» TASK TO COMPLETE
Exactly reproduce the line containing "find the shrub in the photo above" and all later lines to the end of the entries, leaving the pictures out of your copy.

======== EXTRACTED DATA ========

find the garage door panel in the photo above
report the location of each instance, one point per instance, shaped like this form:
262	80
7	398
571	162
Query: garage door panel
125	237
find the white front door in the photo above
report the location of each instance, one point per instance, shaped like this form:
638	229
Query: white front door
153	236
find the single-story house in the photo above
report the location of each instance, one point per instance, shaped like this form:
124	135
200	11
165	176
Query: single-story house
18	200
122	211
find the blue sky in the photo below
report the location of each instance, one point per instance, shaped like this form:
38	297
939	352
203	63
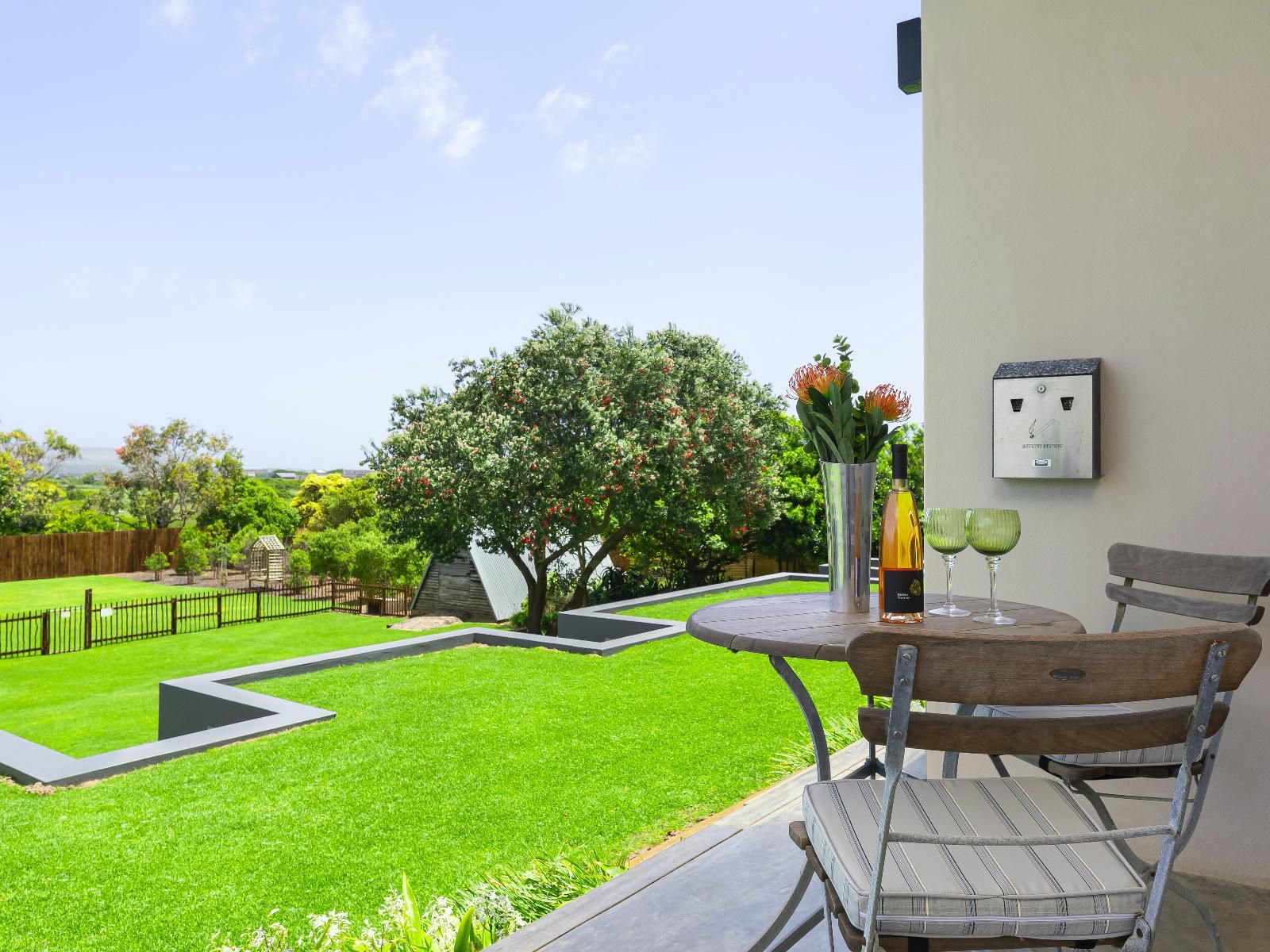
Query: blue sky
270	217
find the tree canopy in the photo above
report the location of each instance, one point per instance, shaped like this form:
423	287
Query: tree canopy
27	469
575	442
175	471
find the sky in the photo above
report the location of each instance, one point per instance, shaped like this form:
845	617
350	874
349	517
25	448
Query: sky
270	217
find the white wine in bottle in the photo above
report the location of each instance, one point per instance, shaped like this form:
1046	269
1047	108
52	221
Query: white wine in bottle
901	590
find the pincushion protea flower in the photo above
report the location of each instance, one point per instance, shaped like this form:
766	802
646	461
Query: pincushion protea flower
814	376
841	424
891	400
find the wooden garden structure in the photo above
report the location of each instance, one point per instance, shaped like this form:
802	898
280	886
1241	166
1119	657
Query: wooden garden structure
267	562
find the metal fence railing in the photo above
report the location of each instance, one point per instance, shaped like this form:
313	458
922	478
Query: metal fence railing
56	631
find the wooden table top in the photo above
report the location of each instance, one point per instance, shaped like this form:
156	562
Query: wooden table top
803	626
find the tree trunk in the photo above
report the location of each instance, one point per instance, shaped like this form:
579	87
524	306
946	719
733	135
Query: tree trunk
578	598
537	598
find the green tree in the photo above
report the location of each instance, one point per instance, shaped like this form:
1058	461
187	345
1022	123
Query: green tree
76	517
569	443
192	556
349	501
361	550
912	435
308	499
797	535
718	475
256	505
27	470
175	473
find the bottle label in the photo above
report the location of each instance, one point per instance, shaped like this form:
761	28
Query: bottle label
903	590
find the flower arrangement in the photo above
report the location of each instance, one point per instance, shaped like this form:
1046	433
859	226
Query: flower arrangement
842	425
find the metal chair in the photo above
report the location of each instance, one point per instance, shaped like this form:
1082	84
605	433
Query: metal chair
1006	862
1232	575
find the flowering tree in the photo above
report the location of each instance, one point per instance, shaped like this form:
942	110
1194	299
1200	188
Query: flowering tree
575	442
175	471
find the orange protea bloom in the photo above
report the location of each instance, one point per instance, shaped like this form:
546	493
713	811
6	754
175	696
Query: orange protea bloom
891	400
814	376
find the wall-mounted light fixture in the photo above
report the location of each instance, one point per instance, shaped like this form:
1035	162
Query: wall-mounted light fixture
908	55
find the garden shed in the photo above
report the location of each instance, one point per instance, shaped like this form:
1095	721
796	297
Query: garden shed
267	562
478	585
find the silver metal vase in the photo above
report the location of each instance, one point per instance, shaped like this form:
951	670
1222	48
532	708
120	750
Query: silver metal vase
849	495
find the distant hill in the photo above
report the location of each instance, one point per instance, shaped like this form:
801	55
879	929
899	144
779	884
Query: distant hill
92	460
105	460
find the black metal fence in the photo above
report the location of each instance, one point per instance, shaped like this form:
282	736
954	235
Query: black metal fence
56	631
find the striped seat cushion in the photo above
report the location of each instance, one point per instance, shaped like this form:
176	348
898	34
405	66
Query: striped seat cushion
1168	755
1080	890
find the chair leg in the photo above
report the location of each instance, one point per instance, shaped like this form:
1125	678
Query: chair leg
787	913
829	914
1086	791
1204	913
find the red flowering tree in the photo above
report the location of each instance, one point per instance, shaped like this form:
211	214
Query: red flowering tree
577	441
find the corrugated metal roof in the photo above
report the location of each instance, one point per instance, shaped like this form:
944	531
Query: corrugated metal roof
505	584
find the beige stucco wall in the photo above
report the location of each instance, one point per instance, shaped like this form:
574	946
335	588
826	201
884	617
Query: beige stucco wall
1098	184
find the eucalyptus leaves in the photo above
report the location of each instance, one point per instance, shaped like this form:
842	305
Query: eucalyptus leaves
840	425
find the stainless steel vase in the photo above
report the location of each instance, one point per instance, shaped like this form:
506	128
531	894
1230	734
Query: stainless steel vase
849	494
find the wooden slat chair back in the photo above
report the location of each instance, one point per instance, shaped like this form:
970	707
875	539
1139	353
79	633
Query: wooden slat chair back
1019	670
1073	670
1194	571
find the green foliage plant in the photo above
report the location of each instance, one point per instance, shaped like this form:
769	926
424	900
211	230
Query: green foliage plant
156	562
175	471
492	909
192	555
575	442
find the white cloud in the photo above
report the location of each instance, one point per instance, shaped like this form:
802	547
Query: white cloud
422	88
618	51
575	156
625	158
241	296
346	44
465	137
558	108
175	13
256	23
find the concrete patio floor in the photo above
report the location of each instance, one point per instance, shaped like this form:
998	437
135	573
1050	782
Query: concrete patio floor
719	889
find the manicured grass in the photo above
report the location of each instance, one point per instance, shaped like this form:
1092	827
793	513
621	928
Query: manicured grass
679	609
93	701
441	766
38	594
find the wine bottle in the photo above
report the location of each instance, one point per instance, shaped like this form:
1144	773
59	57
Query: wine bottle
901	590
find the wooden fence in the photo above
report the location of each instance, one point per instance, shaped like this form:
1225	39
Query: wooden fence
56	631
65	554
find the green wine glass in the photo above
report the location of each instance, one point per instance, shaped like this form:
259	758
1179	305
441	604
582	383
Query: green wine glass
945	533
992	533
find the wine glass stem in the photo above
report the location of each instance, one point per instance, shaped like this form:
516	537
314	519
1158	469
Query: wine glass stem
994	562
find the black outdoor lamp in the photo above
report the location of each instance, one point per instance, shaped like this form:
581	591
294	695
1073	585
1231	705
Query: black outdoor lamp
908	55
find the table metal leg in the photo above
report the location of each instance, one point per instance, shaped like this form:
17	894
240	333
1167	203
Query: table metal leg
810	714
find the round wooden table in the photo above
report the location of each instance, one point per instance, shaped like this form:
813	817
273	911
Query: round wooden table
803	626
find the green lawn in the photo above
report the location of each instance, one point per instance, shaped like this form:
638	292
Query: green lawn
442	766
93	701
40	594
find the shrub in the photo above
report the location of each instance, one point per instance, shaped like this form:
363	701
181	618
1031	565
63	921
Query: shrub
302	568
156	562
76	517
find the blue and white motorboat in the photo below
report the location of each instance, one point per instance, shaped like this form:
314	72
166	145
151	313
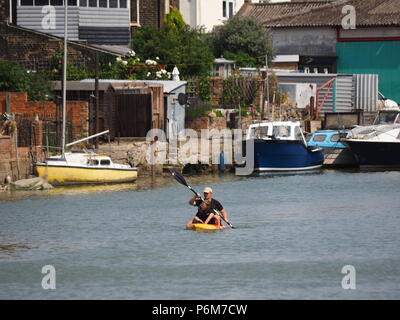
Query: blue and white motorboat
281	146
336	154
377	145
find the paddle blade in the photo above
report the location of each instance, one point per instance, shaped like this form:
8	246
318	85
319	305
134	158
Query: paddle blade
178	177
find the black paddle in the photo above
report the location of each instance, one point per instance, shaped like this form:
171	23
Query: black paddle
178	177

========

» TASK RESPONSE
find the shrub in the photo above
report the location of each instance, one point per instance, shaped like this form:
363	701
181	618
1031	565
63	921
Query: shrub
302	568
156	562
76	517
find the blue and white motorboat in the photo below
report the location of each instance, one point per instance, shaped like this form:
314	72
166	145
151	313
Query: blue and white motorboat
281	146
336	154
377	145
find the paddle blade in the photo above
report the location of each instance, one point per instance, shaped like this form:
8	246
318	85
319	305
134	158
Query: paddle blade
178	177
find the black paddle in the photo above
report the location of each instance, one point per instance, shaped like this form:
171	23
Query: black paddle
178	177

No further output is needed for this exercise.